### TO DO
State how many lines of the records contain the string "bridge". Give the number alone.

·····

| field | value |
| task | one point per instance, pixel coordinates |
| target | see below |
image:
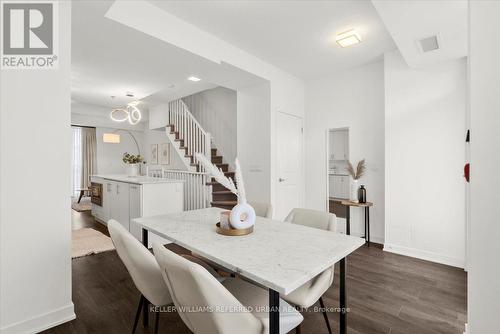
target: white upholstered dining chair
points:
(311, 292)
(193, 288)
(143, 269)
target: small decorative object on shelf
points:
(133, 163)
(356, 175)
(362, 194)
(242, 216)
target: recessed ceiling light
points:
(348, 38)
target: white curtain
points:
(89, 156)
(77, 157)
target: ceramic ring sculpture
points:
(242, 216)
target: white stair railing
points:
(196, 139)
(196, 194)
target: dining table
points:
(278, 256)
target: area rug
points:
(87, 241)
(84, 205)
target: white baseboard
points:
(425, 255)
(41, 322)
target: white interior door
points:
(289, 173)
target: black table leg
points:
(342, 297)
(81, 195)
(348, 220)
(274, 312)
(145, 306)
(367, 214)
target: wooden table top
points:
(350, 203)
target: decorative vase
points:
(354, 191)
(242, 216)
(132, 170)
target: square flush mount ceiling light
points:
(348, 38)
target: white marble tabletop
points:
(278, 255)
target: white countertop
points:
(278, 255)
(137, 179)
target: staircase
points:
(188, 138)
(221, 197)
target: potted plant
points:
(132, 162)
(356, 175)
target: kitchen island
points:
(124, 198)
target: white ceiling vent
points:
(429, 44)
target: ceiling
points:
(409, 21)
(297, 36)
(109, 58)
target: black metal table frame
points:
(367, 222)
(274, 300)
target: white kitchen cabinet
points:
(129, 198)
(118, 199)
(339, 145)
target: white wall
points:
(355, 99)
(253, 140)
(484, 248)
(109, 155)
(286, 91)
(215, 110)
(35, 178)
(425, 155)
(160, 137)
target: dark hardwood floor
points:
(387, 293)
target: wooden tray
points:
(233, 232)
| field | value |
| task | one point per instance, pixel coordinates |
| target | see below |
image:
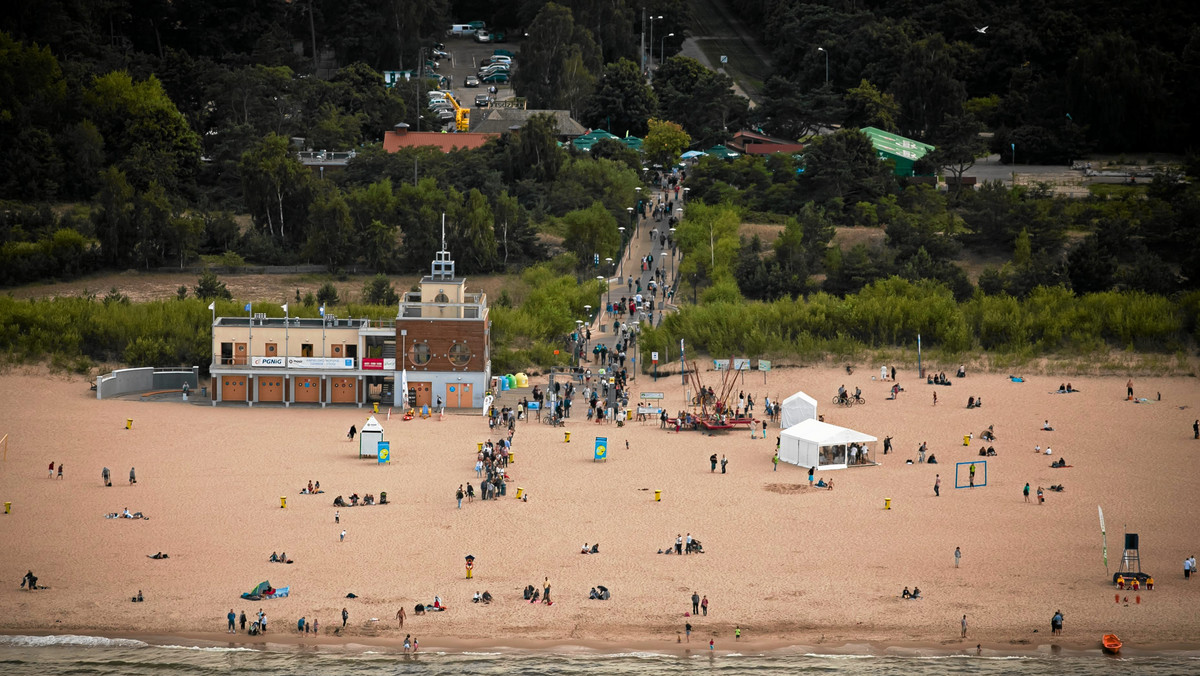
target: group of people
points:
(355, 501)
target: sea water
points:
(52, 656)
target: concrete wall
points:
(147, 378)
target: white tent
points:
(370, 437)
(819, 444)
(797, 408)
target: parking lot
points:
(466, 55)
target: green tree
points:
(665, 142)
(209, 287)
(869, 107)
(378, 291)
(622, 101)
(591, 232)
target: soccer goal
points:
(971, 474)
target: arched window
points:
(460, 354)
(419, 353)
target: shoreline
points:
(569, 646)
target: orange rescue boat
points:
(1111, 644)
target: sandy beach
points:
(786, 563)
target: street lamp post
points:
(652, 37)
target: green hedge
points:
(891, 313)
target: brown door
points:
(309, 389)
(343, 390)
(270, 388)
(424, 394)
(233, 388)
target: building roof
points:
(894, 145)
(394, 141)
(499, 120)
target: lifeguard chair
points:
(1131, 562)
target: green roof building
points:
(904, 151)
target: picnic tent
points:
(819, 444)
(796, 410)
(370, 437)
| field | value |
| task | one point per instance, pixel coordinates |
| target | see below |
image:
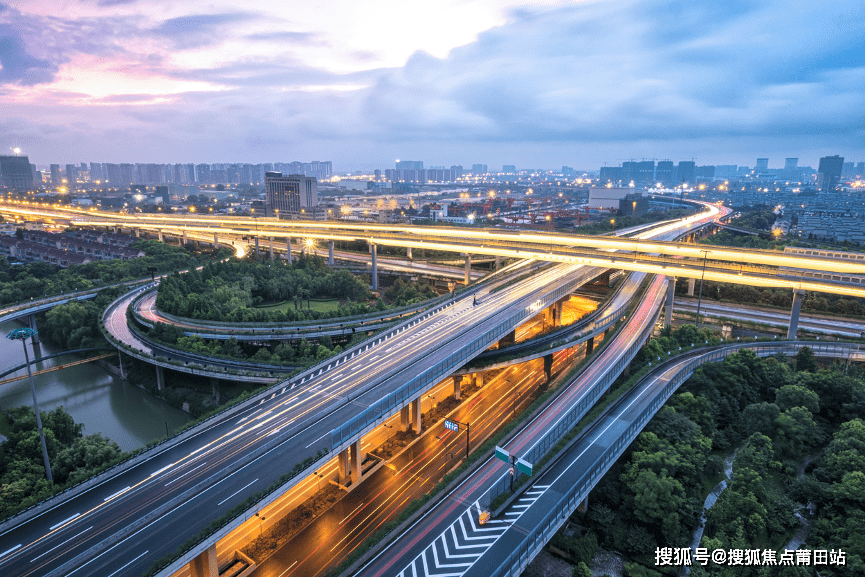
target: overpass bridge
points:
(91, 532)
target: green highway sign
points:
(502, 454)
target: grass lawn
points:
(321, 305)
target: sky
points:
(535, 84)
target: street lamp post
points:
(20, 335)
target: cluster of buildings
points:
(18, 173)
(65, 249)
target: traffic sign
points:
(524, 467)
(502, 454)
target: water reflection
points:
(92, 395)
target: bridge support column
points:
(795, 313)
(669, 301)
(344, 473)
(35, 338)
(205, 565)
(375, 273)
(356, 459)
(583, 505)
(508, 339)
(405, 418)
(467, 269)
(415, 407)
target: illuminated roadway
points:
(126, 520)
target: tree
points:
(791, 396)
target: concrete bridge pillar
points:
(375, 273)
(795, 313)
(35, 337)
(583, 505)
(467, 269)
(405, 418)
(415, 409)
(205, 564)
(344, 472)
(160, 378)
(548, 365)
(356, 459)
(669, 301)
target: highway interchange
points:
(206, 474)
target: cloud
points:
(17, 65)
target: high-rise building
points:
(686, 172)
(410, 165)
(665, 172)
(15, 172)
(291, 196)
(829, 172)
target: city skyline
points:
(531, 85)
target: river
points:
(93, 396)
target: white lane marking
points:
(236, 492)
(110, 497)
(185, 474)
(352, 513)
(60, 545)
(316, 441)
(161, 470)
(128, 564)
(65, 522)
(4, 553)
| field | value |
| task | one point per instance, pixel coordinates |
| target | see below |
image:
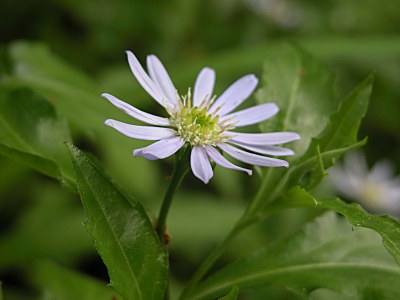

·····

### ANSWER FOR THE TASK
3